• _Exercise_:
Each line from the one that includes "Target: blanket on ground" to the last line of the data below should be set down exactly; no other lines are wanted.

Start of Block

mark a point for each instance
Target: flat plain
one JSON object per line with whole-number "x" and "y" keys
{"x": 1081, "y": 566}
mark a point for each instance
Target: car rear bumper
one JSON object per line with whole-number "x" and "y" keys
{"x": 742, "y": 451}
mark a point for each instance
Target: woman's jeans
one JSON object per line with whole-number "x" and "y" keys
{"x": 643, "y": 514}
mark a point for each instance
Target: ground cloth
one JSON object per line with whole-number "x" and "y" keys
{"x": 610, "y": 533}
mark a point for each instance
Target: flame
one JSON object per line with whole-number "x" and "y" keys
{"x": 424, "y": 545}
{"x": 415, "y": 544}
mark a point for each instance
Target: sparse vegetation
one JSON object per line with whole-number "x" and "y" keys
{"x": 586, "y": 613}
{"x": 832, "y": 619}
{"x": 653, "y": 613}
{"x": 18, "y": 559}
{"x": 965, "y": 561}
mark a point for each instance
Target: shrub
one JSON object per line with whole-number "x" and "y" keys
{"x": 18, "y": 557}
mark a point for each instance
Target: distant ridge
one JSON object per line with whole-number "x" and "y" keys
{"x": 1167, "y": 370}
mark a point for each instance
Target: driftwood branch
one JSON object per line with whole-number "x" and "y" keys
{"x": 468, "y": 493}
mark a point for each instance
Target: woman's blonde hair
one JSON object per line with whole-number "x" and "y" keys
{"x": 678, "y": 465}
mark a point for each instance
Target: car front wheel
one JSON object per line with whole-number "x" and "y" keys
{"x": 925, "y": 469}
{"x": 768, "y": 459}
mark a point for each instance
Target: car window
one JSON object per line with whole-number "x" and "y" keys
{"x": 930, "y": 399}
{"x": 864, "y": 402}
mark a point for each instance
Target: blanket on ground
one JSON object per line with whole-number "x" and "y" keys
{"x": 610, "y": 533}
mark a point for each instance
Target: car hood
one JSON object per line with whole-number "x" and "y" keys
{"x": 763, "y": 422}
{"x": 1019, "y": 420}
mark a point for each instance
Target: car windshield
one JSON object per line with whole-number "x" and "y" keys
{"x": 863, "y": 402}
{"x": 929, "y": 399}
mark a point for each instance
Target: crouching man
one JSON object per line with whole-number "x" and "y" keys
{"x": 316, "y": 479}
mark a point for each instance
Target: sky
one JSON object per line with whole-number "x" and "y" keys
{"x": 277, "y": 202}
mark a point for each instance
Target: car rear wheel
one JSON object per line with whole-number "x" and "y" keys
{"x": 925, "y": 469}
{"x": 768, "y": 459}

End of Block

• _Completed exercise_:
Target: blanket on ground
one JSON object per line with whole-number "x" and "y" keys
{"x": 610, "y": 533}
mark a point for each instance
Target: car hood
one JSON object per line with whole-number "x" and "y" keys
{"x": 763, "y": 422}
{"x": 1019, "y": 420}
mark a point for each instance
Target: car windshield
one JSON object per line with whole-number "x" and "y" keys
{"x": 863, "y": 402}
{"x": 929, "y": 399}
mark a point for each instance
Target: crouching man
one JSON object per line with whole-number "x" and "y" keys
{"x": 316, "y": 479}
mark a point for each instance
Target: sky
one JSON object per line with whole-number "x" and "y" keys
{"x": 277, "y": 202}
mark a point for each instance
Target: car rear wheel
one JSON object per line with whole-number "x" and "y" keys
{"x": 925, "y": 469}
{"x": 768, "y": 459}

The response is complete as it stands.